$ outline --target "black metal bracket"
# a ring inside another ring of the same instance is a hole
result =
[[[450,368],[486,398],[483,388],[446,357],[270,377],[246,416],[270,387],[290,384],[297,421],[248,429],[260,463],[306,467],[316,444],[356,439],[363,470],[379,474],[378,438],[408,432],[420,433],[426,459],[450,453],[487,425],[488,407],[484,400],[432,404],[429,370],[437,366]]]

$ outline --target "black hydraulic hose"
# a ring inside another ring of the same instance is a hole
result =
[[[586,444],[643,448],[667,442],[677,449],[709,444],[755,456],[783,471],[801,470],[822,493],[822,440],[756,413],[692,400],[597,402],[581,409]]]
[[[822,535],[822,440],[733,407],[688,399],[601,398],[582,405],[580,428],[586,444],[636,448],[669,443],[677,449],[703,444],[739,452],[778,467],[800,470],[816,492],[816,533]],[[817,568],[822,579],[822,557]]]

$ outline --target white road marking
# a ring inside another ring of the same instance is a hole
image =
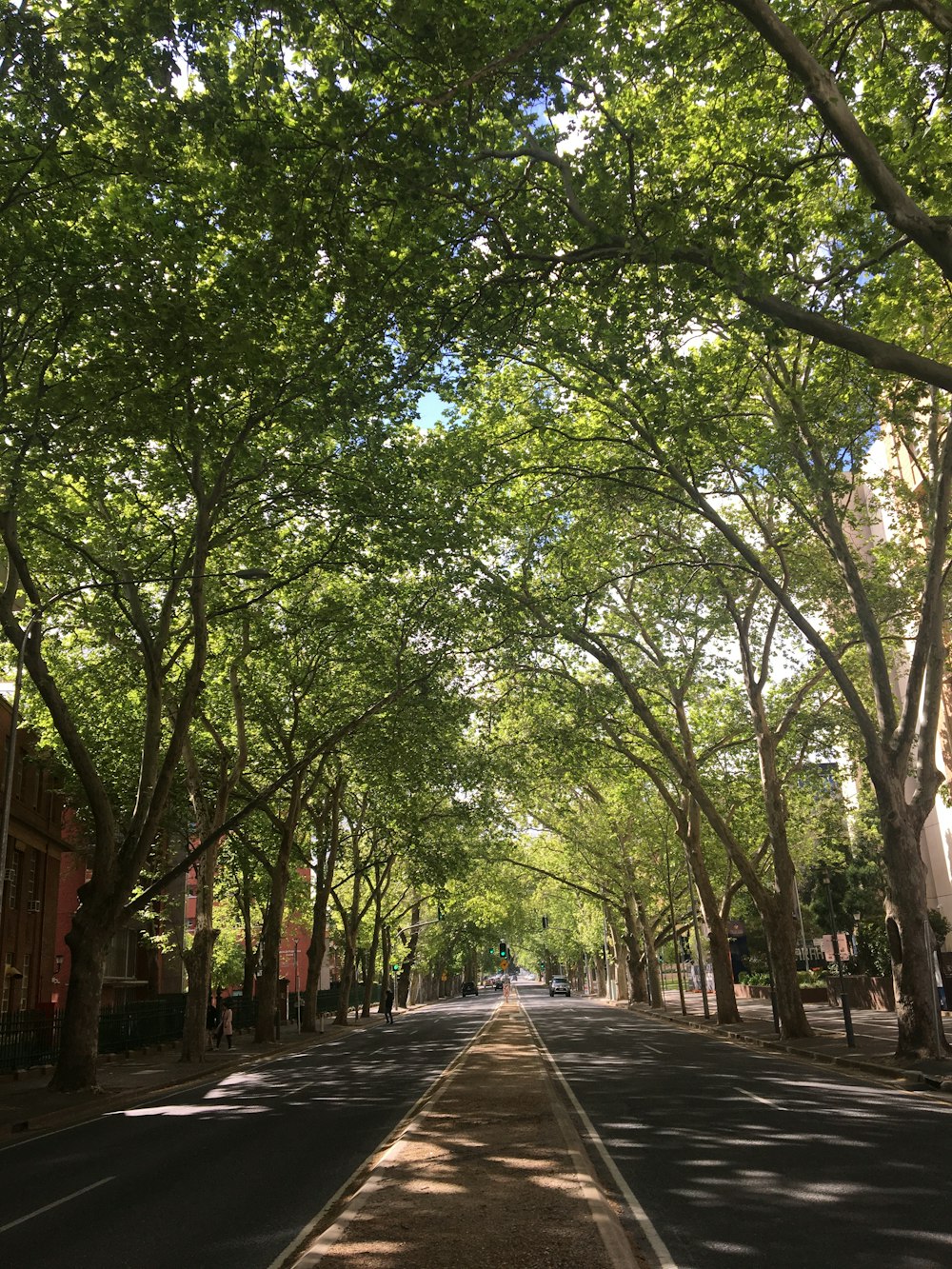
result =
[[[651,1246],[651,1250],[658,1256],[658,1269],[678,1269],[678,1265],[677,1265],[674,1258],[671,1256],[671,1254],[668,1250],[668,1247],[664,1245],[664,1240],[661,1239],[661,1235],[654,1227],[654,1225],[651,1223],[651,1220],[649,1217],[647,1212],[641,1206],[641,1203],[638,1203],[638,1200],[635,1198],[635,1194],[632,1193],[631,1187],[625,1180],[625,1178],[622,1176],[622,1174],[618,1171],[618,1165],[612,1159],[612,1156],[608,1154],[608,1148],[605,1147],[605,1143],[602,1141],[602,1138],[599,1137],[598,1132],[595,1131],[594,1123],[585,1114],[585,1110],[583,1109],[581,1103],[579,1101],[579,1099],[572,1093],[571,1085],[569,1084],[569,1081],[566,1080],[566,1077],[559,1070],[559,1065],[556,1063],[556,1060],[552,1057],[552,1055],[546,1048],[546,1044],[545,1044],[542,1037],[539,1036],[538,1029],[536,1028],[536,1024],[528,1016],[528,1014],[526,1015],[526,1022],[529,1024],[529,1029],[534,1033],[536,1041],[537,1041],[537,1043],[539,1046],[539,1049],[545,1055],[546,1060],[551,1063],[552,1074],[559,1080],[559,1084],[561,1085],[562,1091],[565,1093],[566,1098],[571,1103],[572,1109],[575,1110],[576,1115],[579,1117],[579,1119],[581,1122],[581,1126],[585,1129],[586,1137],[589,1138],[589,1141],[592,1142],[592,1145],[595,1147],[595,1150],[600,1155],[602,1162],[608,1169],[608,1171],[609,1171],[609,1174],[612,1176],[612,1180],[618,1187],[618,1192],[623,1195],[625,1202],[628,1204],[628,1208],[631,1209],[632,1216],[638,1222],[638,1225],[641,1227],[641,1232],[645,1235],[645,1237],[647,1239],[647,1241],[649,1241],[649,1244]]]
[[[737,1089],[737,1093],[743,1094],[745,1098],[750,1098],[751,1101],[759,1101],[760,1105],[770,1107],[773,1110],[786,1110],[779,1101],[770,1101],[769,1098],[762,1098],[757,1093],[750,1093],[748,1089]]]
[[[11,1230],[15,1225],[23,1225],[24,1221],[32,1221],[34,1216],[42,1216],[43,1212],[52,1212],[55,1207],[69,1203],[74,1198],[79,1198],[80,1194],[89,1194],[91,1189],[99,1189],[100,1185],[105,1185],[114,1180],[114,1176],[104,1176],[102,1181],[94,1181],[91,1185],[86,1185],[81,1190],[75,1190],[72,1194],[67,1194],[65,1198],[57,1198],[55,1203],[47,1203],[46,1207],[38,1207],[36,1212],[28,1212],[25,1216],[20,1216],[15,1221],[10,1221],[8,1225],[0,1225],[0,1233],[6,1233],[6,1231]]]

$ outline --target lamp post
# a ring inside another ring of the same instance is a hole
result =
[[[830,910],[830,926],[833,929],[833,956],[836,962],[836,976],[839,978],[839,999],[843,1003],[843,1025],[847,1028],[847,1047],[856,1048],[853,1036],[853,1018],[849,1013],[849,1000],[847,999],[847,983],[843,978],[843,961],[839,954],[839,935],[836,933],[836,917],[833,912],[833,891],[830,890],[830,874],[824,869],[823,883],[826,887],[826,906]]]
[[[301,989],[297,978],[297,939],[294,939],[294,1000],[297,1001],[297,1033],[301,1034]]]
[[[33,613],[23,627],[23,637],[17,652],[17,676],[13,684],[13,702],[10,706],[10,740],[6,745],[6,763],[4,764],[4,803],[0,808],[0,914],[4,911],[4,890],[6,888],[6,839],[10,835],[10,810],[13,807],[13,777],[17,770],[17,728],[20,725],[20,693],[23,690],[23,660],[27,651],[27,640],[33,631],[39,610]]]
-------
▶ [Your instructions] Reproduce all of the rows above verbatim, omitting the picture from your copy.

▶ [Written reply]
$ outline --target "black metal bracket"
# a ring inside another ring of the same instance is a hole
result =
[[[450,368],[486,398],[483,388],[446,357],[270,377],[246,416],[270,387],[290,384],[297,421],[248,429],[260,463],[306,467],[316,444],[356,439],[363,470],[379,474],[378,438],[408,432],[420,433],[426,459],[450,453],[487,425],[488,407],[484,400],[432,404],[429,370],[437,366]]]

$ outline --target "black hydraulic hose"
# a ring inside another ring of the same instance is a hole
result =
[[[586,444],[643,448],[667,442],[677,449],[709,444],[755,456],[783,471],[801,470],[822,493],[822,440],[756,413],[692,400],[597,402],[581,409]]]
[[[822,535],[822,440],[733,407],[688,399],[601,398],[582,405],[580,428],[586,444],[636,448],[669,443],[677,449],[703,444],[739,452],[778,467],[800,470],[816,492],[816,533]],[[817,568],[822,579],[822,557]]]

$ outline --target white road marking
# a ring inside another ring of the same instance is a hole
image =
result =
[[[651,1246],[651,1250],[658,1256],[658,1269],[678,1269],[678,1265],[677,1265],[674,1258],[671,1256],[671,1254],[668,1250],[668,1247],[664,1245],[664,1240],[661,1239],[661,1235],[654,1227],[654,1225],[651,1223],[651,1220],[649,1217],[647,1212],[641,1206],[641,1203],[638,1203],[638,1200],[635,1198],[635,1194],[632,1193],[631,1187],[625,1180],[625,1178],[622,1176],[622,1174],[618,1171],[618,1165],[612,1159],[612,1156],[608,1154],[608,1148],[605,1147],[605,1143],[602,1141],[602,1138],[599,1137],[598,1132],[595,1131],[594,1123],[585,1114],[585,1110],[583,1109],[581,1103],[579,1101],[579,1099],[572,1093],[571,1085],[569,1084],[569,1081],[566,1080],[566,1077],[559,1070],[559,1065],[556,1063],[556,1060],[552,1057],[552,1055],[546,1048],[546,1044],[545,1044],[542,1037],[539,1036],[538,1029],[536,1028],[536,1024],[528,1016],[528,1014],[526,1015],[526,1022],[529,1024],[529,1029],[534,1033],[536,1041],[537,1041],[537,1043],[539,1046],[539,1049],[545,1055],[546,1060],[551,1063],[552,1074],[559,1080],[559,1084],[561,1085],[562,1091],[565,1093],[566,1098],[571,1103],[572,1109],[575,1110],[576,1115],[579,1117],[579,1119],[581,1122],[581,1126],[585,1129],[586,1137],[589,1138],[589,1141],[592,1142],[592,1145],[595,1147],[595,1150],[600,1155],[602,1162],[608,1169],[608,1171],[609,1171],[609,1174],[612,1176],[612,1180],[618,1187],[618,1192],[623,1195],[625,1202],[628,1204],[628,1208],[631,1209],[632,1216],[638,1222],[638,1225],[641,1227],[641,1232],[645,1235],[645,1237],[647,1239],[647,1241],[649,1241],[649,1244]]]
[[[737,1089],[737,1093],[743,1094],[745,1098],[750,1098],[751,1101],[759,1101],[760,1105],[770,1107],[773,1110],[786,1110],[779,1101],[770,1101],[769,1098],[762,1098],[757,1093],[750,1093],[748,1089]]]
[[[11,1230],[15,1225],[23,1225],[24,1221],[32,1221],[34,1216],[42,1216],[43,1212],[52,1212],[55,1207],[69,1203],[74,1198],[79,1198],[80,1194],[89,1194],[91,1189],[99,1189],[100,1185],[105,1185],[114,1180],[114,1176],[104,1176],[102,1181],[94,1181],[91,1185],[86,1185],[81,1190],[75,1190],[72,1194],[67,1194],[65,1198],[57,1198],[55,1203],[47,1203],[46,1207],[38,1207],[36,1212],[28,1212],[25,1216],[20,1216],[15,1221],[10,1221],[8,1225],[0,1225],[0,1233],[6,1233],[6,1231]]]

$ outline --target lamp post
# a ring inside another ring of the same instance is a hole
result =
[[[830,910],[830,926],[833,929],[833,956],[836,962],[836,976],[839,978],[839,999],[843,1003],[843,1025],[847,1028],[847,1047],[856,1048],[853,1036],[853,1018],[849,1013],[849,1000],[847,999],[847,983],[843,978],[843,961],[839,954],[839,935],[836,933],[836,917],[833,912],[833,891],[830,890],[830,874],[824,869],[823,883],[826,887],[826,906]]]
[[[301,989],[297,978],[297,939],[294,939],[294,1000],[297,1001],[297,1033],[301,1034]]]
[[[33,613],[23,627],[23,637],[17,652],[17,676],[13,684],[13,702],[10,706],[10,740],[6,745],[6,763],[4,764],[4,803],[0,808],[0,914],[4,911],[4,890],[6,888],[6,839],[10,835],[10,810],[13,807],[13,777],[17,770],[17,728],[20,725],[20,693],[23,690],[23,660],[27,651],[27,640],[33,631],[39,610]]]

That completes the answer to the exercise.